§ Extracted information
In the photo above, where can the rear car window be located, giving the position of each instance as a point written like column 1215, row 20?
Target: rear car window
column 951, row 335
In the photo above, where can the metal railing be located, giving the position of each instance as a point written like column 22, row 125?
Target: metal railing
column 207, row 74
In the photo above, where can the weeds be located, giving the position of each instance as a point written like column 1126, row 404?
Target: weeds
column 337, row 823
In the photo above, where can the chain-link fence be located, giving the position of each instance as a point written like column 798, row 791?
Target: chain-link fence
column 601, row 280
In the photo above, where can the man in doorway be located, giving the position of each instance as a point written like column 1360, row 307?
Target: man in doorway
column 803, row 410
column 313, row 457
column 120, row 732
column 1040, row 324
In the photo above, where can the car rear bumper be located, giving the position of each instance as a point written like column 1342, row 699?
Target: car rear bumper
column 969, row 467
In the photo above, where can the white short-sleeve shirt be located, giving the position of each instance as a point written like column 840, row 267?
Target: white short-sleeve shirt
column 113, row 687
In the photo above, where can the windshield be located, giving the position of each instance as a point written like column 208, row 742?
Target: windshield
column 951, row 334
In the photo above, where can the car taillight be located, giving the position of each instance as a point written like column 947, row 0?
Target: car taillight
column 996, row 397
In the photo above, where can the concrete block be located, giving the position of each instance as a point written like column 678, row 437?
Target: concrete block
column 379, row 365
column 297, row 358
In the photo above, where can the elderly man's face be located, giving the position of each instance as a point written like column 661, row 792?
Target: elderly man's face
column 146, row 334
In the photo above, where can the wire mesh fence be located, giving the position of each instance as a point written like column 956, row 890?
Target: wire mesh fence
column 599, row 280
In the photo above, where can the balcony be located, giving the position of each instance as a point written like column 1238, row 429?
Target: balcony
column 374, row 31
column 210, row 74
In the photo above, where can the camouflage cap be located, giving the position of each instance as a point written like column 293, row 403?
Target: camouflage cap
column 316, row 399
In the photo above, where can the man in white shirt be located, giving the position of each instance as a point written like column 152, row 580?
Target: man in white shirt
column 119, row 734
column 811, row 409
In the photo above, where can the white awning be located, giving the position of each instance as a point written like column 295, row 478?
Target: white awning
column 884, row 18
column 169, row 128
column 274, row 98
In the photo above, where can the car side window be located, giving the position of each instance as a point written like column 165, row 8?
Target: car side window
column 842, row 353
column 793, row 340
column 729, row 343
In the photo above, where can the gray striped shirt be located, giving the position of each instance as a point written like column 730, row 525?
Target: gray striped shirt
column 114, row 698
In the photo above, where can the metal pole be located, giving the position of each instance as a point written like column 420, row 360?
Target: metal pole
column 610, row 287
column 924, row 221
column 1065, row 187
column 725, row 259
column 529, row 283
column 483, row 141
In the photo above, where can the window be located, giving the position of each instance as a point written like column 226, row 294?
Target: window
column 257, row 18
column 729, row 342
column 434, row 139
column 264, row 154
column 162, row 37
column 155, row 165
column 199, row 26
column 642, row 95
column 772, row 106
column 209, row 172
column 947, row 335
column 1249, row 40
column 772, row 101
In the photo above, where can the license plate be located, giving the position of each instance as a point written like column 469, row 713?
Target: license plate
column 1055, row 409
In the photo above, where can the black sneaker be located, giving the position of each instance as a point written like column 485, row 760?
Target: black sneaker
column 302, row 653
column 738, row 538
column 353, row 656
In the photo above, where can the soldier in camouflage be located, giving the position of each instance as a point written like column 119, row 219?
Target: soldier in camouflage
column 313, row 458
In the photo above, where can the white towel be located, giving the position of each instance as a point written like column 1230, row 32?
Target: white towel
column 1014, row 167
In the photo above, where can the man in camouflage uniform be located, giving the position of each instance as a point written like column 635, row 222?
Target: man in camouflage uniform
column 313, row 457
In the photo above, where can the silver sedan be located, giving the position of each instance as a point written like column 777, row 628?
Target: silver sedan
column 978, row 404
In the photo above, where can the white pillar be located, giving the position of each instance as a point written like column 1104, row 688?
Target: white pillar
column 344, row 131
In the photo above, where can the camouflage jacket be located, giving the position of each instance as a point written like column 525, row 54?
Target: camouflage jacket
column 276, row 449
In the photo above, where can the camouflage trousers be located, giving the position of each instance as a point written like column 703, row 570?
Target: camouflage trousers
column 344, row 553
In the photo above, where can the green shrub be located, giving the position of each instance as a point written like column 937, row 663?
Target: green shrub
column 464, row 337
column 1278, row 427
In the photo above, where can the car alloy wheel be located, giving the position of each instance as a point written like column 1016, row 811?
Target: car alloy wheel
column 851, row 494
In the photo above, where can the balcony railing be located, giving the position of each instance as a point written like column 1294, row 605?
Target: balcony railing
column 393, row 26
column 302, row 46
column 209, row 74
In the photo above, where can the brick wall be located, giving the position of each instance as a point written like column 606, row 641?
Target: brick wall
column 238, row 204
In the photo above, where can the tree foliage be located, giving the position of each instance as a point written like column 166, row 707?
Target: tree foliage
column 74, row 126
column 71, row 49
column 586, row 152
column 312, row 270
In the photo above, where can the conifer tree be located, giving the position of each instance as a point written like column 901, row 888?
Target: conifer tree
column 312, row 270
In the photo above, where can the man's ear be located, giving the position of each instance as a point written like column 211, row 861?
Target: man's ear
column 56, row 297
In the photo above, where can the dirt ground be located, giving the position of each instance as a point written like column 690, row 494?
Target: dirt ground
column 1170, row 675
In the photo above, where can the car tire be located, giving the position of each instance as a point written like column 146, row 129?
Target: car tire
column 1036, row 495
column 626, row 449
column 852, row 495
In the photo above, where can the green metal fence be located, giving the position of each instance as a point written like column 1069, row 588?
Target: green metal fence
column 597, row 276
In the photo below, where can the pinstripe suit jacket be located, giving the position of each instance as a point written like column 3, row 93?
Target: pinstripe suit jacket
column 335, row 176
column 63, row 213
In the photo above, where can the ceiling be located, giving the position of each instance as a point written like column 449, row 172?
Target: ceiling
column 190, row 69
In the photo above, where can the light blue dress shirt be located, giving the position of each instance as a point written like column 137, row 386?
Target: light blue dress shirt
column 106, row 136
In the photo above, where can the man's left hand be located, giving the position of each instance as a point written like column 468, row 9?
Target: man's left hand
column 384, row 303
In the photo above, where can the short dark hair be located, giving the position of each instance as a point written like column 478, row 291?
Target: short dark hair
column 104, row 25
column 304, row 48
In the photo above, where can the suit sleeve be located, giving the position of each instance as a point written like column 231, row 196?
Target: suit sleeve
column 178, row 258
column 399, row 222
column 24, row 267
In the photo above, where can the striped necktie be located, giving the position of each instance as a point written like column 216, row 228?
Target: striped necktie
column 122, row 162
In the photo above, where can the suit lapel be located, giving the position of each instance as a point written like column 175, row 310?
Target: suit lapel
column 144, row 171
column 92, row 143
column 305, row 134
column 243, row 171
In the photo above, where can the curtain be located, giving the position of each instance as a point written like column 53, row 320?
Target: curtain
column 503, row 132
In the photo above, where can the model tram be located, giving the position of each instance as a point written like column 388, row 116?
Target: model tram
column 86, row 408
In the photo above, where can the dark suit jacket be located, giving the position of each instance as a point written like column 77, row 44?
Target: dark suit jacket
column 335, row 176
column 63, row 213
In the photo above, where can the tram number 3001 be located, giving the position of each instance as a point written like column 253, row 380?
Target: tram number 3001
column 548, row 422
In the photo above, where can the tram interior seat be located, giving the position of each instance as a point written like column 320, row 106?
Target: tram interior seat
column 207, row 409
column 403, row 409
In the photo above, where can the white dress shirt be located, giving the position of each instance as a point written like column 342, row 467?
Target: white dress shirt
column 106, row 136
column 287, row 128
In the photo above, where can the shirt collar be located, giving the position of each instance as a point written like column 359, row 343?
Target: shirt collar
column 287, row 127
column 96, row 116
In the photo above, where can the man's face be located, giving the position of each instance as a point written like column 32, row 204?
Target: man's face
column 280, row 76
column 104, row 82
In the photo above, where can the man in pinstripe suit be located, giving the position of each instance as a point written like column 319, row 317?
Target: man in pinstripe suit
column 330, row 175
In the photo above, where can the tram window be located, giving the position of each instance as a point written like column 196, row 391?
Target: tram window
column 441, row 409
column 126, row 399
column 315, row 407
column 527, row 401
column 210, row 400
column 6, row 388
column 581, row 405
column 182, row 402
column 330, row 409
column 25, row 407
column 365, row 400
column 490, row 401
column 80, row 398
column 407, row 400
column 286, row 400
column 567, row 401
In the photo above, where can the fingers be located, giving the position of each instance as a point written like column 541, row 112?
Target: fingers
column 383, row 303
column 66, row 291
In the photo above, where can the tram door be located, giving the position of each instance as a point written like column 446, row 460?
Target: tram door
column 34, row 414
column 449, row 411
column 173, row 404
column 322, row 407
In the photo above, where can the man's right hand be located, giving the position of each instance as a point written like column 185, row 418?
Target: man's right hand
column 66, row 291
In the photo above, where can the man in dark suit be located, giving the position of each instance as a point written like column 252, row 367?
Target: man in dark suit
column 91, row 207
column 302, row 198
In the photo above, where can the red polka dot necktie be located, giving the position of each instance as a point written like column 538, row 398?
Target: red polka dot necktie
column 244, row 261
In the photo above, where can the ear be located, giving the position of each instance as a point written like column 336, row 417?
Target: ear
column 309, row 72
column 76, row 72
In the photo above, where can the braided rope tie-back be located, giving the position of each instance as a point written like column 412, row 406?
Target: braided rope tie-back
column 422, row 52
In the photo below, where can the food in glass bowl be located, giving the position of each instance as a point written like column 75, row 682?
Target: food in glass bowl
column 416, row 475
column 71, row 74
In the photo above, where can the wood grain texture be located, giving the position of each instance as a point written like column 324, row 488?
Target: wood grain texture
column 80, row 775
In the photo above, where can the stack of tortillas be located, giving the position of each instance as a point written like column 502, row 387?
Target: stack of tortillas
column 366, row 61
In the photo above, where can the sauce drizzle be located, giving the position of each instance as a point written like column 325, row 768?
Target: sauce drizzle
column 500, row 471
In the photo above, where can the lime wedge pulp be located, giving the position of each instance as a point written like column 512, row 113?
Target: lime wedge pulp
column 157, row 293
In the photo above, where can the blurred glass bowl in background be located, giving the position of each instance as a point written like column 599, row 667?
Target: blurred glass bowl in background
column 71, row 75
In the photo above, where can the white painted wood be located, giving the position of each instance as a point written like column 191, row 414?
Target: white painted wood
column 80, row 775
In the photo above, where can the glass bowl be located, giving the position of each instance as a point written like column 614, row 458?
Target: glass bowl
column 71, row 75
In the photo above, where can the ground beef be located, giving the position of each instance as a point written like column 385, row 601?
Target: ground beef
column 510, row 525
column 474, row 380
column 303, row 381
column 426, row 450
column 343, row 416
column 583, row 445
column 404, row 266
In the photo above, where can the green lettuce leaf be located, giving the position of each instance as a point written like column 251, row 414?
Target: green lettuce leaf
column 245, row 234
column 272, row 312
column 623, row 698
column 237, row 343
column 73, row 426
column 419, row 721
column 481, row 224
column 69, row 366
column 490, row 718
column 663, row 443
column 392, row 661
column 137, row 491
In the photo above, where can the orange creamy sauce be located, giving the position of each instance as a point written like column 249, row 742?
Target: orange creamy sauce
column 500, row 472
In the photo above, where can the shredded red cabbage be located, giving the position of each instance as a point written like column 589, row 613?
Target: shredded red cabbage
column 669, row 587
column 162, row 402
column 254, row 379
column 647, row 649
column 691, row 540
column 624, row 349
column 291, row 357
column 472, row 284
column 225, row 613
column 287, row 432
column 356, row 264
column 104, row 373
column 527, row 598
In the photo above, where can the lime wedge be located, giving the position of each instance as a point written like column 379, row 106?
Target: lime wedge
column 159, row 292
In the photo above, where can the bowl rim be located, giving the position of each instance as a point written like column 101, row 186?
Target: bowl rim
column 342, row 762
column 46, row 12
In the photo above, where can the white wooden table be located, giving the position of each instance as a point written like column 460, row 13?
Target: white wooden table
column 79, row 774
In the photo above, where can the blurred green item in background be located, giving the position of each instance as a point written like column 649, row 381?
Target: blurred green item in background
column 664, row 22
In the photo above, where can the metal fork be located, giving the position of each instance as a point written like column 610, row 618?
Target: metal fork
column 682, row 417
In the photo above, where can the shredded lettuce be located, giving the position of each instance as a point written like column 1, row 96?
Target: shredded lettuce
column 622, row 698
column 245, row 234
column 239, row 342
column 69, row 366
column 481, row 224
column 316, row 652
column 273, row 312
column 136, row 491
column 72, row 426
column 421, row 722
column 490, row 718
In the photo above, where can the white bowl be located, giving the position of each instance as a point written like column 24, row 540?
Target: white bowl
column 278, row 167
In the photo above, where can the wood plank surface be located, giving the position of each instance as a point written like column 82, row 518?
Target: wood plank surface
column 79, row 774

§ Your task
Reproduce the rows above word for word, beginning with the line that contains "In the photo above, where can the soldier" and ending after the line that contains "column 276, row 449".

§ Result of the task
In the photo above, where can the soldier in camouflage be located, giving the position of each instance as a point written like column 119, row 219?
Target: soldier in camouflage
column 313, row 458
In the photo above, where can the white towel be located, giving the position of each instance as a point written like column 1230, row 32?
Target: white towel
column 1014, row 167
In the photo above, where can the man in camouflage uniform be located, giving the position of each instance as a point written like column 635, row 222?
Target: man in camouflage uniform
column 313, row 457
In the photo above, where can the silver sedan be located, giving the position of each instance as a point written like column 777, row 628?
Target: silver sedan
column 978, row 404
In the photo above, where can the white pillar be located, giving the position of each instance as a point written like column 1104, row 688?
Target: white pillar
column 344, row 131
In the photo above, where can the camouflage jacket be located, giving the position of each instance as a point written like column 525, row 54?
Target: camouflage jacket
column 276, row 449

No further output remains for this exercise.